Directions for this task: Please find every line of the listing below where "instance" occurs and copy it.
::: Data shown
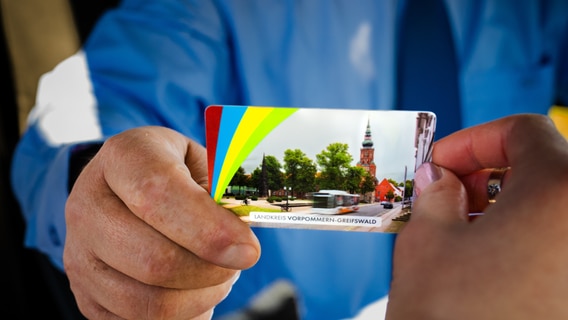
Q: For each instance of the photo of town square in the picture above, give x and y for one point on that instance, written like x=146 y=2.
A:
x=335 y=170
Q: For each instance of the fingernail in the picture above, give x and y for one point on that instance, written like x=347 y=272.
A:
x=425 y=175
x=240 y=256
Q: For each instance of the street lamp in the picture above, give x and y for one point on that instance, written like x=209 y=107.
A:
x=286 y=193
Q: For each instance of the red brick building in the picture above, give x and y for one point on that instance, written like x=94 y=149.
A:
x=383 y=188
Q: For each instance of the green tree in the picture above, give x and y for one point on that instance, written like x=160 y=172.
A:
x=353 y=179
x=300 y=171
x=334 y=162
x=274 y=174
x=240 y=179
::::::
::: Data shown
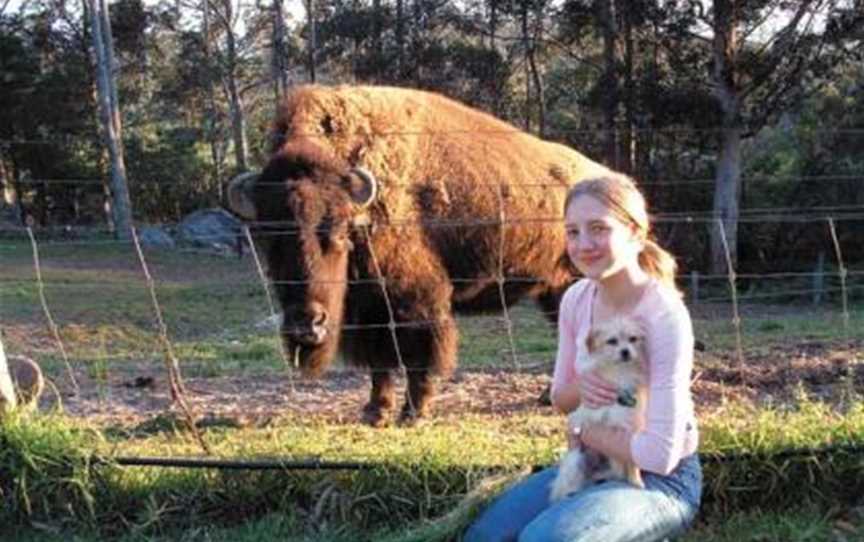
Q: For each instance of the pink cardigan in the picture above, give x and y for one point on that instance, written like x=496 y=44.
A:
::::::
Finished exercise:
Q: For each instance of the photo of town square in the picture above, give x and y for one point on that instance, written like x=146 y=2.
Q: For each instance of the fingernail in the picture above, give x and y for one point on that instance, written like x=347 y=272.
Q: For each instance of the street lamp in the picture above, give x and y for one point on that instance, written like x=209 y=107.
Q: For each instance of the red brick building in the picture above, give x and y for one point on that instance, written like x=94 y=149.
Q: For each instance of the green tree in the picture above, give x and y for one point on that instance, written like x=160 y=172.
Q: For each instance of the pink cardigan in the picture above, give x and y for one point on that instance, written like x=496 y=44.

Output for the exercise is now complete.